ACTIVITY:
In the records below, begin at the line containing "green foliage, returned" and end at the line containing "tree bark, returned"; quote every line in that span exactly, including both boundary lines, and no others.

RECORDS SHOWN:
◆ ◆ ◆ ◆
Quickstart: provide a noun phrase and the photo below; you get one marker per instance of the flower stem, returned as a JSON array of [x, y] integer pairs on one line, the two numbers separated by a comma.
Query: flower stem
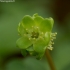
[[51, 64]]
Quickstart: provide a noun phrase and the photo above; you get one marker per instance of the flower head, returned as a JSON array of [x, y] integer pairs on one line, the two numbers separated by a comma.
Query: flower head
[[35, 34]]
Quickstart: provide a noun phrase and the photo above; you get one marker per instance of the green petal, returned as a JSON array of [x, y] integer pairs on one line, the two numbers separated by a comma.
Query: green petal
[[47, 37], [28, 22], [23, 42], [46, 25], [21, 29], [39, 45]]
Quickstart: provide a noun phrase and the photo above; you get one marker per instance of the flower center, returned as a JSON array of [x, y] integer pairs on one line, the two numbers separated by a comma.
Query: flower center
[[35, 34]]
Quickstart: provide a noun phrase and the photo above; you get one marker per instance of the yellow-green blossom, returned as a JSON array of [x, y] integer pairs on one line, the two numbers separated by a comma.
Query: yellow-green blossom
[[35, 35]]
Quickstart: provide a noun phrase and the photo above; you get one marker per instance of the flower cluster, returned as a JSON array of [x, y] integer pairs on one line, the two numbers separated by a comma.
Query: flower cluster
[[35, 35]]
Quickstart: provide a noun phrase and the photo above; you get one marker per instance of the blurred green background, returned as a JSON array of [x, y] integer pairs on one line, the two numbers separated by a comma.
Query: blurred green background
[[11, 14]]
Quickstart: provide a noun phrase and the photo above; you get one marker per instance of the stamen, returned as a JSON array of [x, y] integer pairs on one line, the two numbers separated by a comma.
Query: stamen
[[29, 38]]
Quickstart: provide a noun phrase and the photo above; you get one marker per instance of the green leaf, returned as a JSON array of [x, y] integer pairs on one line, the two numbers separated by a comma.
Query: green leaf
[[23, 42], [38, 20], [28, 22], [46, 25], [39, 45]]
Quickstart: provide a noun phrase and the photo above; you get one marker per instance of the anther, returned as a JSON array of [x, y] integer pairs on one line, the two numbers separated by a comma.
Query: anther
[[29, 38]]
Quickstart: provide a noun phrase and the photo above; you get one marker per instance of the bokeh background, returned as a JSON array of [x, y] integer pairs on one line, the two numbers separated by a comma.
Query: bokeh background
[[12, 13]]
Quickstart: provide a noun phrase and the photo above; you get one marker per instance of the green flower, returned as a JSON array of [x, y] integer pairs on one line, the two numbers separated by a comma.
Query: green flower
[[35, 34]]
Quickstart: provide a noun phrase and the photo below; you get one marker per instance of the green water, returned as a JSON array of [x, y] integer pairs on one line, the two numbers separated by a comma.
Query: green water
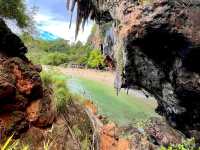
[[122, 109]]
◆ ◆ ◆ ◆
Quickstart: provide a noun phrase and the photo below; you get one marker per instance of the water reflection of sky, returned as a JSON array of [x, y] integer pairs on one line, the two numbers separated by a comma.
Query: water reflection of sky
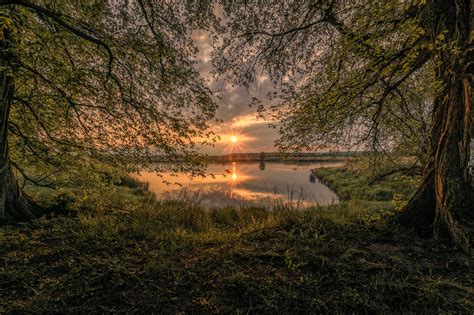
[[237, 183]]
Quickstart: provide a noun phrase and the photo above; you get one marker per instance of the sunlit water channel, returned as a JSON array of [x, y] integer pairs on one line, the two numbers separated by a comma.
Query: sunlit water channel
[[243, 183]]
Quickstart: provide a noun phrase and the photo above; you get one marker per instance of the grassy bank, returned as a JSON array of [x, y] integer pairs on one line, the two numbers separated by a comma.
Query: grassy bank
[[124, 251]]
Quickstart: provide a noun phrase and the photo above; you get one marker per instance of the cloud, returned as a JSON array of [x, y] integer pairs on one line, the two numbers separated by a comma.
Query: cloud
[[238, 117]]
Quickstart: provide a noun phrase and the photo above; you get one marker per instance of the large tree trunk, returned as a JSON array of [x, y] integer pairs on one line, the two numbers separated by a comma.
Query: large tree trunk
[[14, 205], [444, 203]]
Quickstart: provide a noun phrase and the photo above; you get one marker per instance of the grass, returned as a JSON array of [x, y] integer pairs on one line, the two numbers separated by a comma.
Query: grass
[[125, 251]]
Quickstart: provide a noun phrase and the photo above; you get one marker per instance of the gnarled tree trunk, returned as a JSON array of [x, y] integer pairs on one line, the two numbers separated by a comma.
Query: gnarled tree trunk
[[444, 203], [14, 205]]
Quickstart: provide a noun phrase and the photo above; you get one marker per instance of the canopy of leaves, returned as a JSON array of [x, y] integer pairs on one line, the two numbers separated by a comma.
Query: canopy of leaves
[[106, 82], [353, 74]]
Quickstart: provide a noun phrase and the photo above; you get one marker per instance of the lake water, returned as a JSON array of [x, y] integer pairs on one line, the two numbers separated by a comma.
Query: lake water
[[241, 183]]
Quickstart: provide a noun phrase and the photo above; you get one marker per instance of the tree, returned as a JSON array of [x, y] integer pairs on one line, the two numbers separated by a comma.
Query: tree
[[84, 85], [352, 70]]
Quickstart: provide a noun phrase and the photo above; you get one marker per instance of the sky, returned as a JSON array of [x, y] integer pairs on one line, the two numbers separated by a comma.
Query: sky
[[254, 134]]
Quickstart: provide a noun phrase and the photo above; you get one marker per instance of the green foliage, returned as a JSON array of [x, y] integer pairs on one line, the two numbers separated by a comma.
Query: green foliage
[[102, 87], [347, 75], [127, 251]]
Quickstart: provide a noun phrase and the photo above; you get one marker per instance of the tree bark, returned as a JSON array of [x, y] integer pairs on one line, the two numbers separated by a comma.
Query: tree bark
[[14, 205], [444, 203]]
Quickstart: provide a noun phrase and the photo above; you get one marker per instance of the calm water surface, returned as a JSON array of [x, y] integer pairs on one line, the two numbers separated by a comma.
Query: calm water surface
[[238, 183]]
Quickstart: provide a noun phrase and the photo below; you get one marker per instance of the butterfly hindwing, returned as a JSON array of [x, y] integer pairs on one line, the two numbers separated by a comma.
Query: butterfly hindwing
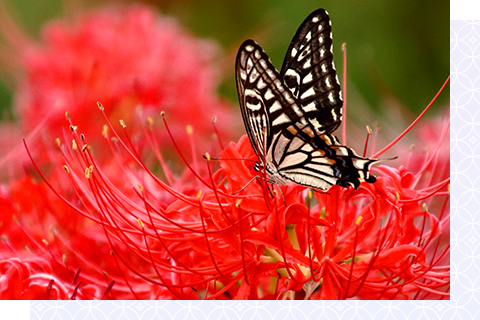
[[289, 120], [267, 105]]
◆ ◆ ◆ ◆
COMPLETED EXERCISE:
Quickstart: provide a noun phrase and the photo above; you get one marker per instance of the green foliage, returned as a JSON array of [x, y] integer pairs on one line, the two numbers separated by a comma.
Query: green foliage
[[102, 87], [347, 75], [127, 251]]
Quickstart: provide a noun phrase and the photo above; you get one marker per instance of the tree bark, returned as a JSON array of [x, y] integer pairs on one line, the two numbers separated by a comma.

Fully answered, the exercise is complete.